_AIM OF THE EXERCISE_
Format the records below as a JSON list of strings, one string per line with blank lines omitted, covering only the lines from the one containing "A note to the class: find the navy cricket" through the last line of the records, both ends included.

• • • •

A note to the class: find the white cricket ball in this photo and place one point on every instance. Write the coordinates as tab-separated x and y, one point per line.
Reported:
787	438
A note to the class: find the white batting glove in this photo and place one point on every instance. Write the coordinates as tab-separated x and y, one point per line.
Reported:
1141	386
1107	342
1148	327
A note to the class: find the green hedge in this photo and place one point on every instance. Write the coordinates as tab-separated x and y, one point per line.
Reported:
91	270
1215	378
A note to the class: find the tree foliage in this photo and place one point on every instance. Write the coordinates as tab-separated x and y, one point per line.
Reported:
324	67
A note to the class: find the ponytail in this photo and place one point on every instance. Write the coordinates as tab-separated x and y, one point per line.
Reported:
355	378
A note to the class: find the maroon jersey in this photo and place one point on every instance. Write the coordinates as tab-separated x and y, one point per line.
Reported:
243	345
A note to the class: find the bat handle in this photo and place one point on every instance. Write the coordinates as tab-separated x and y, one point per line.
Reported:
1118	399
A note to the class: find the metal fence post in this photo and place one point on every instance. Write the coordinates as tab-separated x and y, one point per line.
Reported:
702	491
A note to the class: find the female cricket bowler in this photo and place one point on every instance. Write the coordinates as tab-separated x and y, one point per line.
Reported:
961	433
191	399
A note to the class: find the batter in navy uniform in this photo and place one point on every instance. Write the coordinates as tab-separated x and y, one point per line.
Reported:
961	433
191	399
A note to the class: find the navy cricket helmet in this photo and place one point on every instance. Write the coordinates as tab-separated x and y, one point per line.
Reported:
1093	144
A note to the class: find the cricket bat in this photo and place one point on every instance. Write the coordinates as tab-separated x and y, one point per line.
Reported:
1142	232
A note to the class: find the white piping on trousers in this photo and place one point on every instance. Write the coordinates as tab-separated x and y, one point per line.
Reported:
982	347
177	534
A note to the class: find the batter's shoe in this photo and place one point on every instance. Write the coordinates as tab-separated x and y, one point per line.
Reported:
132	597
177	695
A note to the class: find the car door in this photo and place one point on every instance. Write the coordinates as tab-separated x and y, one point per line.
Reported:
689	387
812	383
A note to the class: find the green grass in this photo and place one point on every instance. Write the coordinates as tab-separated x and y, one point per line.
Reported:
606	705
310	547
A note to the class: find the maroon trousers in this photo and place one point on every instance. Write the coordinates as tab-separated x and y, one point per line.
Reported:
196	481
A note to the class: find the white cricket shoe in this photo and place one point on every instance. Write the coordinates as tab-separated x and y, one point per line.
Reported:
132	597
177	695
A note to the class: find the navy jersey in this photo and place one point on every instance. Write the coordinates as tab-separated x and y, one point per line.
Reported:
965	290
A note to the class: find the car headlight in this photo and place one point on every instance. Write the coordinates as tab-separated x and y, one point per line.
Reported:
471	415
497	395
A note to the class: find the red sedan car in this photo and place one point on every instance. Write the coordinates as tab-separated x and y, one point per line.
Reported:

• • • •

_SOLUTION TO THIS EXERCISE_
[
  "A note to the class: find the navy cricket helmet in this photo and place one point on every instance. Write the coordinates as tab-separated x and y, one point per line.",
  "Reported:",
  "1093\t144",
  "A note to the class: find the cricket bat in this photo and place one point on every instance. Write the coordinates as tab-separated x and y, one point per line.",
  "Reported:",
  "1142\t232",
  "A note to the class: find the white piping on trousers in this photo and place one point on every instance. Write the coordinates as tab-separated x and y, one point per line.",
  "Reported:",
  "982\t347",
  "177\t534",
  "A note to the class: find the batter's shoe in this photo and place one point on every instance. Write the coordinates as tab-separated x and y, one point per line.",
  "Reported:",
  "132\t597",
  "177\t695",
  "A note to the class: find the car door in this photo and place one point on every instance. Write the coordinates as tab-separated x and y, one point per line.",
  "Reported:",
  "689\t387",
  "812\t383",
  "A note to the class: find the green grass in this photo and place one point on every instance. Write the coordinates as tab-separated x and y, one point per line.",
  "Reported:",
  "606\t705",
  "310\t547",
  "A note to the class: find the maroon trousers in this photo and place one point on every instance. Write the coordinates as tab-separated x and y, one point per line.",
  "Reported:",
  "196\t481",
  "A note to the class: find the white cricket shoe in this photo and place one point on every instance. Write the coordinates as tab-separated x and y, one point per line.",
  "Reported:",
  "132\t597",
  "177\t695",
  "A note to the class: find the navy jersey in this photo and place one point on every instance. Write the coordinates as tab-separated x and y, one point per line.",
  "Reported:",
  "965\t290",
  "A note to the class: find the car headlight in this photo and place one point on every instance. Write the coordinates as tab-separated x and y, one point per line.",
  "Reported:",
  "471\t415",
  "497\t395",
  "A note to the class: find the red sedan car in this photo and place one point on every instance. Write the coordinates as tab-separated x and y, one point per line.",
  "Reported:"
]